──────── Dataset records ────────

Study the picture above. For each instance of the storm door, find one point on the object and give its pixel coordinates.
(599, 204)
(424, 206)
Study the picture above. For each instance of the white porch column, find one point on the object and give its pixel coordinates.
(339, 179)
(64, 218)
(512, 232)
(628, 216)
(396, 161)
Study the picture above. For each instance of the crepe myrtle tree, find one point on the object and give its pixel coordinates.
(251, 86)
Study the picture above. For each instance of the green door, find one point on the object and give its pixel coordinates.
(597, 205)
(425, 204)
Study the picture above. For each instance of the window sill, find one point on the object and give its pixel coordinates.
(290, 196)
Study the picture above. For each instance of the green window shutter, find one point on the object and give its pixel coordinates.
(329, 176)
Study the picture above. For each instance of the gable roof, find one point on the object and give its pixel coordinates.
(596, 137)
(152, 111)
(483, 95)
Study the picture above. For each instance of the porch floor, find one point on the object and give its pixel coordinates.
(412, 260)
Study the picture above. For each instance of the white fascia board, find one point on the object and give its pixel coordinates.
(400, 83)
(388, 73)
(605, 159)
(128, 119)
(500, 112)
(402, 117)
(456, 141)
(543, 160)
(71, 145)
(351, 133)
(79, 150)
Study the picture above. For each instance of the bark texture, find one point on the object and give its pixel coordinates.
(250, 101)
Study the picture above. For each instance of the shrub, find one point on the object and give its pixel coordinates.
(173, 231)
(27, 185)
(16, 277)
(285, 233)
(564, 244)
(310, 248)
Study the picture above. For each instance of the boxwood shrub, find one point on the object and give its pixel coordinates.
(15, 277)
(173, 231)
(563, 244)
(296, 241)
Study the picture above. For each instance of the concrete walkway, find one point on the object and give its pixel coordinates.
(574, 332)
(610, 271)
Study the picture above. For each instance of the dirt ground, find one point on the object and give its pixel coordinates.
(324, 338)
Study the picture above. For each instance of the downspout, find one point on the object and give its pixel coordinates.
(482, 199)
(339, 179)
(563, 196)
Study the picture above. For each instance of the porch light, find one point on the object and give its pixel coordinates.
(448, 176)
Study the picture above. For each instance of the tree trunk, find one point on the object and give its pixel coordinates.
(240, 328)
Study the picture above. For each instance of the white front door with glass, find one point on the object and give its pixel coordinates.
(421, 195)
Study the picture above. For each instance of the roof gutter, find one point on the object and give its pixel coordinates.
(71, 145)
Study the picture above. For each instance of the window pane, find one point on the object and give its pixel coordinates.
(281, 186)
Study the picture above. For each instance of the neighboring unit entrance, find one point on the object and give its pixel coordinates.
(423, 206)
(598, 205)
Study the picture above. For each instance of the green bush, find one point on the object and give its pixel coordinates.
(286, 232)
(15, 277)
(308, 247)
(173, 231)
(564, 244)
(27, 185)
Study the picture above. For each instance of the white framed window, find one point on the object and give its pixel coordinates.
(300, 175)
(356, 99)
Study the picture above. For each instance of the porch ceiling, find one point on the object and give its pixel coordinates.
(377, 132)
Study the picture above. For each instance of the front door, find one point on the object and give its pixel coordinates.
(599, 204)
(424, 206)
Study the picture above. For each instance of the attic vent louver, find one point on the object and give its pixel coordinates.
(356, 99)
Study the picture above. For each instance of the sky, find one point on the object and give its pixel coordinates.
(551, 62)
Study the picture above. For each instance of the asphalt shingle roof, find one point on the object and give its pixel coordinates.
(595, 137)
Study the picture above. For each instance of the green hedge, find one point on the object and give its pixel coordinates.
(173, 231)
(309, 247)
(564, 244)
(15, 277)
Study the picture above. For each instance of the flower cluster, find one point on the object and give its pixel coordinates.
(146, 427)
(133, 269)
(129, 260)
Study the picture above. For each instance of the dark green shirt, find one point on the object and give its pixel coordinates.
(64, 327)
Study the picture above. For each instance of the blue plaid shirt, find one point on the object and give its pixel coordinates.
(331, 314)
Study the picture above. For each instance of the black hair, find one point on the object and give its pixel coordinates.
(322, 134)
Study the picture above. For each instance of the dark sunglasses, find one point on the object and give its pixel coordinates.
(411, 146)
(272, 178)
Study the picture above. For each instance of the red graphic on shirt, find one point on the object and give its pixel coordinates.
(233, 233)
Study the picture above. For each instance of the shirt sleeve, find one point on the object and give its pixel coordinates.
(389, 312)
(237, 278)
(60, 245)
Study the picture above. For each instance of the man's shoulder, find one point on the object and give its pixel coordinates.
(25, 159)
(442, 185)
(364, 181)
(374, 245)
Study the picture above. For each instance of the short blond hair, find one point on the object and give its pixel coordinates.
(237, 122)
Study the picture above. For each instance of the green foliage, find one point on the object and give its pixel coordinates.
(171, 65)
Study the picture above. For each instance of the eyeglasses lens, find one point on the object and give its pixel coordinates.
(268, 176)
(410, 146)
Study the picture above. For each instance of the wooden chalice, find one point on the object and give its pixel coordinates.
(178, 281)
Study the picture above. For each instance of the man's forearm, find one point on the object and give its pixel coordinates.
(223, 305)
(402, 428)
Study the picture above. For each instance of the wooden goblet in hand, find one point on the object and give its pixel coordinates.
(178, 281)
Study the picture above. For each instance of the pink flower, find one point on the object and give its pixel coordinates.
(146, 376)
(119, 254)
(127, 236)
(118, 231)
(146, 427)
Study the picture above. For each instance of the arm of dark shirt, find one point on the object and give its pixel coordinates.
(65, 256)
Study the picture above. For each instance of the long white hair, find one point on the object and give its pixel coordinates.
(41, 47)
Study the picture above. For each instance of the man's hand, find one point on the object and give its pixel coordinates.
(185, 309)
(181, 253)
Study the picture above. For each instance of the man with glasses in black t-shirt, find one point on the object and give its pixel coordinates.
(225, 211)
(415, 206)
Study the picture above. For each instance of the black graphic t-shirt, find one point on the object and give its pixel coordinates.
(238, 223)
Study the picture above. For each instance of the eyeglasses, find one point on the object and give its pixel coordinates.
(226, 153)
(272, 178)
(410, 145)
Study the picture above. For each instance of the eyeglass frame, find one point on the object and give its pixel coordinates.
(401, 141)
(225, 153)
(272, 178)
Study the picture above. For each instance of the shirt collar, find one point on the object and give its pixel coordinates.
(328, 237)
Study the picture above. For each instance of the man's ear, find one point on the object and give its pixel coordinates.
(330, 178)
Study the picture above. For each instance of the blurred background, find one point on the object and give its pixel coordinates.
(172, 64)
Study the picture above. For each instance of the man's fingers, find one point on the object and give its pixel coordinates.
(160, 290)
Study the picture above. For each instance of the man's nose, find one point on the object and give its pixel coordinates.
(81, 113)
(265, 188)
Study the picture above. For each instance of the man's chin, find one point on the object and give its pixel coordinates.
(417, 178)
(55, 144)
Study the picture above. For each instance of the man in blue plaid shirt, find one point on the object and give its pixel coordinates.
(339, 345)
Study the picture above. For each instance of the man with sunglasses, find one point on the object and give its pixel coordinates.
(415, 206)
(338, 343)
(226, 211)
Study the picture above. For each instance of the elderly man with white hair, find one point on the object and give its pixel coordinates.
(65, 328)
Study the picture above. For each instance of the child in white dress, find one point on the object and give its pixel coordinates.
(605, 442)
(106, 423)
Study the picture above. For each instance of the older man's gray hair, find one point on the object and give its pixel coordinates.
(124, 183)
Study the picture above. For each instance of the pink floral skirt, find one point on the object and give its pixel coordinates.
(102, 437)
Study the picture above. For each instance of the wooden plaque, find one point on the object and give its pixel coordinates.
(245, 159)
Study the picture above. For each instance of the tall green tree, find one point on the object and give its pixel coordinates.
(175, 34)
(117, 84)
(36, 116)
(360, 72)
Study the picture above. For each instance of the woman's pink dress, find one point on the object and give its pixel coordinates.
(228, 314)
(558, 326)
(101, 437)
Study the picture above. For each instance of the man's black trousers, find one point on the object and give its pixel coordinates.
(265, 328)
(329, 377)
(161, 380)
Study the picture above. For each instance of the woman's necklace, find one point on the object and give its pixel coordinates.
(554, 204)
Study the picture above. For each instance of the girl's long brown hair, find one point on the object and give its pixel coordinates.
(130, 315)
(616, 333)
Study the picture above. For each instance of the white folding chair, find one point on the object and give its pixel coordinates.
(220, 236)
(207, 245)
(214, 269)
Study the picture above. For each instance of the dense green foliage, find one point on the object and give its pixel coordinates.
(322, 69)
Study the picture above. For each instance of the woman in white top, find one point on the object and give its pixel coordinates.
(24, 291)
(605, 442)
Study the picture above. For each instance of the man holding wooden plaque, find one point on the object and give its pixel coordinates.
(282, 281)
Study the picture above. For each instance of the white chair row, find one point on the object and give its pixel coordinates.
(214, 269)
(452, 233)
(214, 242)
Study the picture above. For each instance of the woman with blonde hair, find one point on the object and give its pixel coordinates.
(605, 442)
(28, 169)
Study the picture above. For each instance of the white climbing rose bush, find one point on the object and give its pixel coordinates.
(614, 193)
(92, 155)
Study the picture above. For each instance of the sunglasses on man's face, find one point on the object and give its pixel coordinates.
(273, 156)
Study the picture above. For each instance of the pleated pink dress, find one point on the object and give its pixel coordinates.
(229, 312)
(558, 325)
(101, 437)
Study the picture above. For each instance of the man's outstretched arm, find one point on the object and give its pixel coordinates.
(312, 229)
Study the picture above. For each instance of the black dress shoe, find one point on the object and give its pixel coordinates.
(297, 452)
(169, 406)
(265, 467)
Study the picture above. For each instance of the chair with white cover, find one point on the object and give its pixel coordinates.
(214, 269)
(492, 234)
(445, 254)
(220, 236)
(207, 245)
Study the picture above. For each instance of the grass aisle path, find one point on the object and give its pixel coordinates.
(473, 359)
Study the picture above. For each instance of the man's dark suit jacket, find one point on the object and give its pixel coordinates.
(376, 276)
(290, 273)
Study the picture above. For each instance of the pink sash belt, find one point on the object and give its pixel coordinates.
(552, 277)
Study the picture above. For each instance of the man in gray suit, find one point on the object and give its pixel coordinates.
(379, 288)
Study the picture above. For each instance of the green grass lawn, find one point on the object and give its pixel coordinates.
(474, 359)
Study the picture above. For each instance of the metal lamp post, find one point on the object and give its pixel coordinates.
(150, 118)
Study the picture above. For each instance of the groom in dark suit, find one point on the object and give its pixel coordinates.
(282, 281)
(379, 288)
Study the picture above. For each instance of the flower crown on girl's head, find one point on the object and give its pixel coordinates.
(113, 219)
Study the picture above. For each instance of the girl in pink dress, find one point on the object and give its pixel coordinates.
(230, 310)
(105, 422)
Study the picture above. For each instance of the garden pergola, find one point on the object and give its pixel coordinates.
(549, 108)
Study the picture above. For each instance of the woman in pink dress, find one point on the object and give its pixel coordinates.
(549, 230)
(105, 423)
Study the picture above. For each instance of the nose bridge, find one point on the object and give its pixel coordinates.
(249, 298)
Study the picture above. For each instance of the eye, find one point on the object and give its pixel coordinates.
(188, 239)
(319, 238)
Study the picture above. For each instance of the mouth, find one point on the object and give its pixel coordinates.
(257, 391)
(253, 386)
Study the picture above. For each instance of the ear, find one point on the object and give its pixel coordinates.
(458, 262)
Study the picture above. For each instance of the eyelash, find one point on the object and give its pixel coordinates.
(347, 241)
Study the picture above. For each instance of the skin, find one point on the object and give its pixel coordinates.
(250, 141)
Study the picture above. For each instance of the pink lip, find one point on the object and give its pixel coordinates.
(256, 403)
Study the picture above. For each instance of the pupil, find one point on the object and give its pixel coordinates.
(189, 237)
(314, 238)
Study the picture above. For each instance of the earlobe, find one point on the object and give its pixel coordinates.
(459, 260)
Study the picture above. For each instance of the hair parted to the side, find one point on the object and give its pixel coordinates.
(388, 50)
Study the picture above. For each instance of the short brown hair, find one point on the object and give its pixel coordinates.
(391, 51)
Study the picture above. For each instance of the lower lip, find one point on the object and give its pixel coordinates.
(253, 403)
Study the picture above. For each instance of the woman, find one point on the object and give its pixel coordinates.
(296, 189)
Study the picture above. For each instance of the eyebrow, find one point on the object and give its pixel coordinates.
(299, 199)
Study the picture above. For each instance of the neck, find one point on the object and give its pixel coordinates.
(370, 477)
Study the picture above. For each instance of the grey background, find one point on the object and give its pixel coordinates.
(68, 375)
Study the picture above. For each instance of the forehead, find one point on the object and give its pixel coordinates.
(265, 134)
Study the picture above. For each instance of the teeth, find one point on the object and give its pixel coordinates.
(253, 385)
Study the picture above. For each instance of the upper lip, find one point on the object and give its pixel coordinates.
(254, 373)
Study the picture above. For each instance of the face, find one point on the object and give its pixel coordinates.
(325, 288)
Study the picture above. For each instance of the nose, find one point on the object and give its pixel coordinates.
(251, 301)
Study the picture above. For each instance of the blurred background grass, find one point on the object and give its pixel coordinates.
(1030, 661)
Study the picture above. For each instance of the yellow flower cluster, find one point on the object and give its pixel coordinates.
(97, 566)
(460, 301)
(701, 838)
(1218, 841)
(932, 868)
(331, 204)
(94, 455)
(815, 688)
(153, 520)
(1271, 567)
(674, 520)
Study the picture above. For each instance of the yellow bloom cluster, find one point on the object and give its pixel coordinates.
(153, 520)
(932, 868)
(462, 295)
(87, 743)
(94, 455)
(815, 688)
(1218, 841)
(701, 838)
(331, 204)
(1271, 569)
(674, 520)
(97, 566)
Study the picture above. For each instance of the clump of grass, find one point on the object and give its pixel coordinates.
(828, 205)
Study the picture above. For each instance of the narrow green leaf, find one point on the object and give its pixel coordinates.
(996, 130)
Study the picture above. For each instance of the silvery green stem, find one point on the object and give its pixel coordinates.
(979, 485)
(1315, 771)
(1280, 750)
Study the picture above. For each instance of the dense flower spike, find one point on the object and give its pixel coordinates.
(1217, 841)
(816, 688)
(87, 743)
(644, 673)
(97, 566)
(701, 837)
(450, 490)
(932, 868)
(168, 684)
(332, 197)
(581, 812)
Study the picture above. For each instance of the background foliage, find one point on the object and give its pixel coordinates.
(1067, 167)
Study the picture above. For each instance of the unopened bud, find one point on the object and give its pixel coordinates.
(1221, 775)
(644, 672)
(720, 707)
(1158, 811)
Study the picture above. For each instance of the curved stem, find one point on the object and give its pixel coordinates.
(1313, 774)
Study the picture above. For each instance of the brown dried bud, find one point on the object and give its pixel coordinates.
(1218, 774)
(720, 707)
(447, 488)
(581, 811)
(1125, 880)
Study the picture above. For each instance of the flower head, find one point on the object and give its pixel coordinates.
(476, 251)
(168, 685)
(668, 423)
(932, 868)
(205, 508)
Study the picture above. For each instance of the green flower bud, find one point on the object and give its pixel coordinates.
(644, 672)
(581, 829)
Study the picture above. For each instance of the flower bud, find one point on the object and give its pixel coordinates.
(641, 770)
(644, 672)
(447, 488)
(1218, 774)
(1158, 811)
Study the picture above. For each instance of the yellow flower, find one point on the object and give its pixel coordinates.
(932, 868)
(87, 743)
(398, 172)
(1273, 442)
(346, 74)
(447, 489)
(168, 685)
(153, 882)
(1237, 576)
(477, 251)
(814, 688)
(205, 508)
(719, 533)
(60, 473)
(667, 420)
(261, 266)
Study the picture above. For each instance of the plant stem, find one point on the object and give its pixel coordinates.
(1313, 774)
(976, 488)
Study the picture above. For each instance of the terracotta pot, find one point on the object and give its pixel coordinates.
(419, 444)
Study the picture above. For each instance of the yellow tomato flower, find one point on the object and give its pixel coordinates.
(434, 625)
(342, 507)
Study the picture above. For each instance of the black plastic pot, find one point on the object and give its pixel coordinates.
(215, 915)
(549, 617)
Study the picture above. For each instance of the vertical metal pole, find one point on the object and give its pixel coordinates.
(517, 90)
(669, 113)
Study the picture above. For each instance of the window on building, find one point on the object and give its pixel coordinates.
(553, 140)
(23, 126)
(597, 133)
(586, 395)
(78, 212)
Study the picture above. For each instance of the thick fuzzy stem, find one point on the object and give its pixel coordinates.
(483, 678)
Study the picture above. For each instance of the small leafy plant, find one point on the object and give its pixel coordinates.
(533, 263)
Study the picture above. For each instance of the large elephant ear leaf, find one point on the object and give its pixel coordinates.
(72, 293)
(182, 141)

────────

## Given task
Give back exactly the lines beginning at the one with "Study the picture above. For each instance of the green flower" and ending at the final line of the material; both boundary lines belong in it.

## Answer to the problem
Study the picture above. For each instance of the green flower bud, find one point on the object and give its pixel coordinates.
(644, 672)
(581, 829)
Study the picture above. For each instance of the flower bud, find one point on the object and give its pixel coordinates.
(641, 770)
(644, 672)
(447, 488)
(1218, 774)
(1158, 811)
Study the picture above. For each instance of the yellow flower, find one point on the object and give its pixel coordinates.
(932, 868)
(87, 743)
(398, 172)
(1273, 442)
(346, 74)
(447, 489)
(168, 685)
(153, 882)
(1237, 576)
(477, 251)
(814, 688)
(205, 508)
(719, 533)
(60, 473)
(667, 420)
(261, 266)
Study the picture above. For each instance of the plant stem, find one point on the object and give its pixel coordinates.
(1313, 774)
(976, 488)
Study the picture above. For each instance of the terracotta pot, find one point on the object and give its pixel coordinates.
(419, 444)
Study the picture above. For each instance of the yellow tomato flower, find one point on the object and give its pixel coordinates.
(434, 625)
(342, 507)
Study the picture above. For each instance of the black plastic pot, find one point on the object and give its pixel coordinates.
(215, 915)
(549, 617)
Study the picture above. For each instance of the vertical metal pole, find one point on the object and give its pixel coordinates.
(517, 90)
(669, 113)
Study the picture above. For each instance of the window on building, find one point on the object and give its pixel coordinates.
(553, 140)
(23, 126)
(597, 133)
(586, 395)
(78, 212)
Study the picture above. For each instance of the thick fuzzy stem, find one point on the object and give its pixel coordinates.
(483, 678)
Study the picture above. For each instance of the small leafy plant, find one point on the object and give its pixel coordinates.
(533, 263)
Study the picture above. For each instance of the large elephant ear leaf, find one point on the object and give its pixel coordinates.
(72, 293)
(182, 141)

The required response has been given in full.